Please pick out each line of the listing below that contains the word "instance", and copy those lines in full.

--- Data supplied ---
▬▬▬

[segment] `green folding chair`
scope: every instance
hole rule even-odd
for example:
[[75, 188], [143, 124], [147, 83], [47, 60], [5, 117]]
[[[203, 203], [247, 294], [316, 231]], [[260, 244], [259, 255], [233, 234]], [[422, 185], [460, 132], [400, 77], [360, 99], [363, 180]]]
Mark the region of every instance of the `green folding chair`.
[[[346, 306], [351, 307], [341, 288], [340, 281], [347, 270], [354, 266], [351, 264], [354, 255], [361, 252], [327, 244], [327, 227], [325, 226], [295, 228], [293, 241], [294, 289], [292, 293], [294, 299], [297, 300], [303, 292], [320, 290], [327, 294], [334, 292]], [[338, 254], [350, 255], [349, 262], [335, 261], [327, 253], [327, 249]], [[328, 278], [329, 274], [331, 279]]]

▬▬▬

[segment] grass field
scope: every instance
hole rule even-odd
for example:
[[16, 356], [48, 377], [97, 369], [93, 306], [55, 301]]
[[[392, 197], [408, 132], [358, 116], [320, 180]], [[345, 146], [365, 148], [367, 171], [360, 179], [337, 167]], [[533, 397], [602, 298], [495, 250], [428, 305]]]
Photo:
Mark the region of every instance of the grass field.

▬▬▬

--- Answer for this exercise ---
scope: every instance
Mark the region of every instance of the `green folding chair`.
scope: every instance
Mark the region of every instance of the grass field.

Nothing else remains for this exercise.